**Задание 1:** Установите, согласуются ли с приведенным ниже фрагментом о романе следующие утверждения: (a) эпизод «Титаник» был отклонен редакцией ДИПОЛЯ; (b) цыганский ансамбль присутствует в самом романе; (c) руководство фестиваля одобрило решение компьютера. На каждое утверждение ответьте «да» или «нет» и приведите точную цитату из фрагмента, на которой основан ответ.

**Фрагмент документа:**
○ ○ ○ ○ ○

Эпизод первый
ТИТАНИК
Эпиграфы: «Великий Гете говорил,
что самое высокое искусство
щепотка вульгарности не портит».
«...мы вам устроим
токийский фейерверк
с парижским ондулянсионом!»
«Вы не пожалеете, я это сделаю
со всем обаятельным бесстыдством
своего небольшого таланта».
Из романа В. М. Шепило
Эпизод «Титаник» отклонен редакцией ДИПОЛЯ за «брутальность» и «кунштючность». Он содержал вольный пересказ содержания романа в стиле синематографа. В финале «фильмы» был добавлен «хеппи-энд», где появлялись немецкая подлодка, советские водолазы, спасенный «Титаник» и цыганский ансамбль «Обнимитесь, миллионы!», которых в романе нет. Мнение Цербера не является мнением редакции, на освободившемся месте изложена фабула романа в кратчайшей форме.
Два известных марша выбраны ЭВМ из мирового музыкального наследия как самые популярные и самые необходимые в жизни любого человека. Фредерик Франтишек Шопен,«Траурный марш» Си бемоль минор из Сонаты №2, опус 35. Феликс Мендельсон Бартольди,«Свадебный марш» До мажор из музыки к комедии Шекспира «Сон в летнюю ночь», опус 61.
Руководством музыкального фестиваля, где это произошло, решение компьютера воспринято как провал благого начинания. Попытка подменить решение машины решением из кулуаров провалилась. Демонические силы превратили фестиваль в фантасмагорию. В интригу вовлечены десятки героев романа. Для многих из них события обернулись трагедией.
Эпизод второй
БРУТАЛЬНЫЕ КУНШТЮКИ КАРНАВАЛА
Эпиграф: «Донецкие эстеты
поднимают левую бровку
и кисло цедят:
Где, спрашивается, необходимая
для уважающего себя донецкого автора
доза патологии?
Где анально-генитальный аспект?

○ ○ ○ ○ ○

Данные разметки точек на фотографиях

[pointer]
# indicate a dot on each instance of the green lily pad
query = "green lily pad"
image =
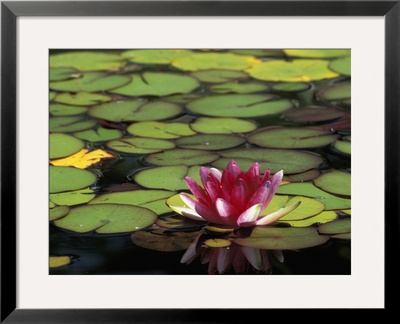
(153, 56)
(154, 200)
(335, 182)
(70, 124)
(341, 65)
(91, 82)
(337, 91)
(219, 76)
(317, 53)
(81, 98)
(210, 141)
(234, 87)
(307, 189)
(297, 70)
(239, 105)
(107, 219)
(87, 61)
(285, 238)
(167, 177)
(66, 110)
(69, 178)
(140, 145)
(321, 218)
(72, 198)
(291, 137)
(62, 145)
(180, 156)
(99, 134)
(207, 61)
(339, 226)
(58, 212)
(157, 84)
(163, 130)
(63, 73)
(290, 161)
(222, 125)
(135, 110)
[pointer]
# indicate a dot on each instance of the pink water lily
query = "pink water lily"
(233, 197)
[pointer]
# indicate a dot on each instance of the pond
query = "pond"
(200, 161)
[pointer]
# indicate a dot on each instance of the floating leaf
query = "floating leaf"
(91, 82)
(219, 76)
(297, 70)
(135, 110)
(99, 134)
(206, 61)
(83, 158)
(70, 124)
(335, 182)
(81, 98)
(181, 156)
(222, 125)
(308, 189)
(157, 84)
(154, 200)
(87, 61)
(140, 145)
(285, 238)
(210, 141)
(62, 145)
(239, 105)
(107, 219)
(291, 137)
(167, 177)
(72, 198)
(290, 161)
(69, 178)
(155, 129)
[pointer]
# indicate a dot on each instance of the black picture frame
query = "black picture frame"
(11, 10)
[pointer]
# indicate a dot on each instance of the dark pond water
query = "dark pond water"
(315, 90)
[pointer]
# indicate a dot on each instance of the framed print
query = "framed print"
(189, 161)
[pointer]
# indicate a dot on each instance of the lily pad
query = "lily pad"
(107, 219)
(154, 200)
(70, 124)
(290, 161)
(81, 98)
(167, 177)
(335, 182)
(140, 145)
(91, 82)
(99, 134)
(206, 61)
(219, 76)
(285, 238)
(297, 70)
(87, 61)
(292, 137)
(162, 130)
(135, 110)
(307, 189)
(222, 125)
(180, 156)
(210, 141)
(69, 178)
(62, 145)
(72, 198)
(239, 105)
(157, 84)
(66, 110)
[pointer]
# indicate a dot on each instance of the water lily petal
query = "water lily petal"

○ ○ ○ ○ ○

**Задание 2:** Покажите все строки приведенных выше записей, в которых встречается слово «leaf», с учетом регистра.

**Результат выполнения 1:**
(a) Да: «Эпизод «Титаник» отклонен редакцией ДИПОЛЯ за «брутальность» и «кунштючность»».
(b) Нет: «которых в романе нет».
(c) Нет: «решение компьютера воспринято как провал благого начинания».

**Результат выполнения 2:**
# indicate a dot on each instance of the floating leaf
query = "floating leaf"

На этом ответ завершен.